PASSAGE PROPOSÉ:
* * * * *

Richard Wagner s'éteint à Venise en 1883 : la fin de la rédaction du Zarathoustra concorde avec un terrible sentiment de finitude. Peu de temps après, coïncidence : à la veille de son impression, Nietzsche retire à l’imprimeur le manuscrit du quatrième livre. Tout se passe comme si, dans l'intime sentiment de la tâche restant à accomplir (le poids le plus lourd), son horloge interne s'accélère : “ Un royaume de nécessité totalement inhumaine se révèle chaque jour d'avantage posthumes,1880). Les jours s’écoulent... Parfois lumineux et semblables a la grande clarté des ciels du sud, parfois envahis de ténèbres, à quelque chose prés pires que la nuit. Les maux du philosophe ne sont pas un symptôme, ils disent dans l’homme Nietzsche les feelings de la Terre, ses derniers soubresauts et son abdication prochaines aux puissances monstrueuses et déterritorialisées de la Technique. Mais nous sommes aussi les enfants de la machine et l’éternelle Question de la Technique ne fait plus problème tant nous nous sentons sa légitime filiation : les enfants de Nietzsche et de l’intelligent techno !

* * * * *

LISTE DES ENREGISTREMENTS:
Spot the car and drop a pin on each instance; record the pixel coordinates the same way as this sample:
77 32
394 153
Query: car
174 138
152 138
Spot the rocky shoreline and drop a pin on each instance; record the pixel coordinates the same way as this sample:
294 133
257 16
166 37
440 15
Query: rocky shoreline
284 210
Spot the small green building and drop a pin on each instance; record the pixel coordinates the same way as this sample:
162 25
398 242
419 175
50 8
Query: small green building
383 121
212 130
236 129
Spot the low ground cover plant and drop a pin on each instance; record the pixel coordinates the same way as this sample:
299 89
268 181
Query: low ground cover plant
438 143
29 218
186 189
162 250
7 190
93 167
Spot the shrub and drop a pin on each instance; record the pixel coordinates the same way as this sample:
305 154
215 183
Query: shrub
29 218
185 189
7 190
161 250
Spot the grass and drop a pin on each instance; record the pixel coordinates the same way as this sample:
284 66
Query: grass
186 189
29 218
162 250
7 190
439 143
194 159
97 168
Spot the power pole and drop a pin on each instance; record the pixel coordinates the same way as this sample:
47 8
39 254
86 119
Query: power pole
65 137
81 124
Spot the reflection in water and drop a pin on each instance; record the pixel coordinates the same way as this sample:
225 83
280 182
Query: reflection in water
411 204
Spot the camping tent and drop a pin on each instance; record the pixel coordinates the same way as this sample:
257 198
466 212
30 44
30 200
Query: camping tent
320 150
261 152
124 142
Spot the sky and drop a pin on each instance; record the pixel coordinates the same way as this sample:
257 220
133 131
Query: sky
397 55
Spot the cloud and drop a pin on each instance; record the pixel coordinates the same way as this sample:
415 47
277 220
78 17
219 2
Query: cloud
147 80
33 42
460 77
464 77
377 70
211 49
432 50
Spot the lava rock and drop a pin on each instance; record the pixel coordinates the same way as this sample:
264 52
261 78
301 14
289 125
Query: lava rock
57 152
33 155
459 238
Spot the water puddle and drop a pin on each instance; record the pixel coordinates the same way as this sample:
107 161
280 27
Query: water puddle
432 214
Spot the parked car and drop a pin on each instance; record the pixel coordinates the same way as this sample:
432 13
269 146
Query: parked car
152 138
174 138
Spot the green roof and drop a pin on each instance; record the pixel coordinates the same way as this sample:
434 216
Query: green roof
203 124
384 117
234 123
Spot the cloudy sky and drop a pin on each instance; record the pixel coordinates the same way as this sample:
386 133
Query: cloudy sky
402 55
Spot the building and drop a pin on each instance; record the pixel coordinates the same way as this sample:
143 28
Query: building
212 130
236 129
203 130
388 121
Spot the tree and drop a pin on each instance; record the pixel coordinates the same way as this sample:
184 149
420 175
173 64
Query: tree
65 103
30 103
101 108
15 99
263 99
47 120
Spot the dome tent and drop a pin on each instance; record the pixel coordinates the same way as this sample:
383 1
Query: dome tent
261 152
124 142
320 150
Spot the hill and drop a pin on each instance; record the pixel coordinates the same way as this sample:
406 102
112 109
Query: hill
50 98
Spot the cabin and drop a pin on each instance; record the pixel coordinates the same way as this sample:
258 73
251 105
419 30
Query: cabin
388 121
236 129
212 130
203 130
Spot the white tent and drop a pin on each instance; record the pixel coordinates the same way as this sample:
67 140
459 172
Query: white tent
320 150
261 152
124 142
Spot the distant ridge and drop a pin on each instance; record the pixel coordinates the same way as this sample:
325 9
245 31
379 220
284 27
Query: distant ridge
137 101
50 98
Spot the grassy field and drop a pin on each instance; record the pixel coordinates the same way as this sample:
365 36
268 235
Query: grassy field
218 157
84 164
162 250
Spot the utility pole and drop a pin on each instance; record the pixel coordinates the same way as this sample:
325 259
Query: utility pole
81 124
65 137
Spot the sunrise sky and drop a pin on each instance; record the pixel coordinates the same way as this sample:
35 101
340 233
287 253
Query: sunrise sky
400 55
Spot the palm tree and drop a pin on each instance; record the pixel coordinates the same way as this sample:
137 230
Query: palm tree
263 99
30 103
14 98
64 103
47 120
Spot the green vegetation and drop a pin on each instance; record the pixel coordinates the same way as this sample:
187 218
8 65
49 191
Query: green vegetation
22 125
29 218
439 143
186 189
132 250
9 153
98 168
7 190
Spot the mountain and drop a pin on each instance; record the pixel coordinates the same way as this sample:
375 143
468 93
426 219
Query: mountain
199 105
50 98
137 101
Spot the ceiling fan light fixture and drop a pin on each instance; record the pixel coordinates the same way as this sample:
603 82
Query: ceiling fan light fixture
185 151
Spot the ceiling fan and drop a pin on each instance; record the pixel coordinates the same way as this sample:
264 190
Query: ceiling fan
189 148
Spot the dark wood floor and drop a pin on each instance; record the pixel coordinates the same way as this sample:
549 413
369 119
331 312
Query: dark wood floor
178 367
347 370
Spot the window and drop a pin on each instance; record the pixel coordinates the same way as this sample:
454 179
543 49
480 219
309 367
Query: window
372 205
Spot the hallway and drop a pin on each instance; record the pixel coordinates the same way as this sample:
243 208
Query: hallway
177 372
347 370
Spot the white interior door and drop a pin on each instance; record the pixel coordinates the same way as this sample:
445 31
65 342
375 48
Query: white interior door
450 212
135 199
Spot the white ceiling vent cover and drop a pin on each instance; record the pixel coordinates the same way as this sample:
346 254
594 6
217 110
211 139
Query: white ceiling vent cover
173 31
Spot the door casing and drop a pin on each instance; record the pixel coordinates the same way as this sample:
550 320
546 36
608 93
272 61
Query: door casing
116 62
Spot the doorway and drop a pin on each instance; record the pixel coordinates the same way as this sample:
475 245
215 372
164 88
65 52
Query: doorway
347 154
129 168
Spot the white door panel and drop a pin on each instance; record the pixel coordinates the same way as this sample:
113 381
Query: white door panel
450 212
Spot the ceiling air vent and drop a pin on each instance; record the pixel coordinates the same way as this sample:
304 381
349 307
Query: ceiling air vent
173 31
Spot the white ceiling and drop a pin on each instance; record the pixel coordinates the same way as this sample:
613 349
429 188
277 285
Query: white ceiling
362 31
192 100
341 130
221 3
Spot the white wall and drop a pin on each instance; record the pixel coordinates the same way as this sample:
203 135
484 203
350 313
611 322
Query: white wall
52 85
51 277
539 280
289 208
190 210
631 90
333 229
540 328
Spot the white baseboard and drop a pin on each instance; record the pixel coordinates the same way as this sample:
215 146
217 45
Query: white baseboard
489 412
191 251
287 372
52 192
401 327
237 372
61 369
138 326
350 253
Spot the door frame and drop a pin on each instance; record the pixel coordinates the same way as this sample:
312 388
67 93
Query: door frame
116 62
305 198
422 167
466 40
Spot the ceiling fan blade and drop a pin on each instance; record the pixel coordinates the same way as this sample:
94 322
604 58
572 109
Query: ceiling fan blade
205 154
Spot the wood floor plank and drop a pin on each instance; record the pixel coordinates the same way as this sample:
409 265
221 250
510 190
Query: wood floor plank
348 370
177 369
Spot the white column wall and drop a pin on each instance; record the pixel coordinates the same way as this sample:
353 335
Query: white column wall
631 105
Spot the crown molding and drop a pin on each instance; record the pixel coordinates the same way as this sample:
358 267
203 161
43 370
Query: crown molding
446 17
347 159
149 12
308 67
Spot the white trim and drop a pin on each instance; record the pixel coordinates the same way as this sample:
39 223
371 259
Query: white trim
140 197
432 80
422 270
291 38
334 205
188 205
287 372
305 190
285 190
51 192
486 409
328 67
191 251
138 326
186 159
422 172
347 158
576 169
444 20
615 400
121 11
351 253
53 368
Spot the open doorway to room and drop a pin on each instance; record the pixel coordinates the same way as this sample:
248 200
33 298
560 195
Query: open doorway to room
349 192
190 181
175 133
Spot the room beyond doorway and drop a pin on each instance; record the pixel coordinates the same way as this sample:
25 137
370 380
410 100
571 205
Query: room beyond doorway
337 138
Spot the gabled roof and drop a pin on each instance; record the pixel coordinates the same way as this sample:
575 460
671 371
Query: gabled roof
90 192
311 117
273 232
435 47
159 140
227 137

* * * * *

TRAVAIL DEMANDÉ:
• a. Répondez à ces questions sur le passage sur Nietzsche :
(i) Dans quelle ville et en quelle année s'éteint Richard Wagner ?
(ii) Que Nietzsche retire-t-il à l'imprimeur, et à quel moment ?
(iii) À quelles puissances la Terre s'apprête-t-elle à abdiquer ?
• b. Comment se poursuit le passage sur Nietzsche ? Rédigez-en la suite, à partir de sa dernière phrase.
Ces enregistrements forment un matériau à part, indépendant du passage sur Nietzsche.

RÉPONSES:
• a.
(i) À Venise, en 1883.
(ii) Le manuscrit du quatrième livre, à la veille de son impression.
(iii) Aux puissances monstrueuses et déterritorialisées de la Technique.

• b.
Nietzsche, Holderlin, Nerval et Rimbaud, quelques autres encore, sans doute, sont les derniers représentants de l’Homme Intégral et de l’Homme Miliaire : l’Homme Synthétique. Bientôt surgiront les thèmes célèbres du pont et de l’Homme à surmonter. Puis encore l’éclatement parcellaire des forces de la tekno-science qui feront de nous des pièces et morceaux du savoir, des handicapés de la vie ascendante, des tschandalas : les prolétaires de la cyberzone arrachés à jamais peut-être a la puissance du désir et de la Voluptas, au rapport unique de l’homme au cosmos.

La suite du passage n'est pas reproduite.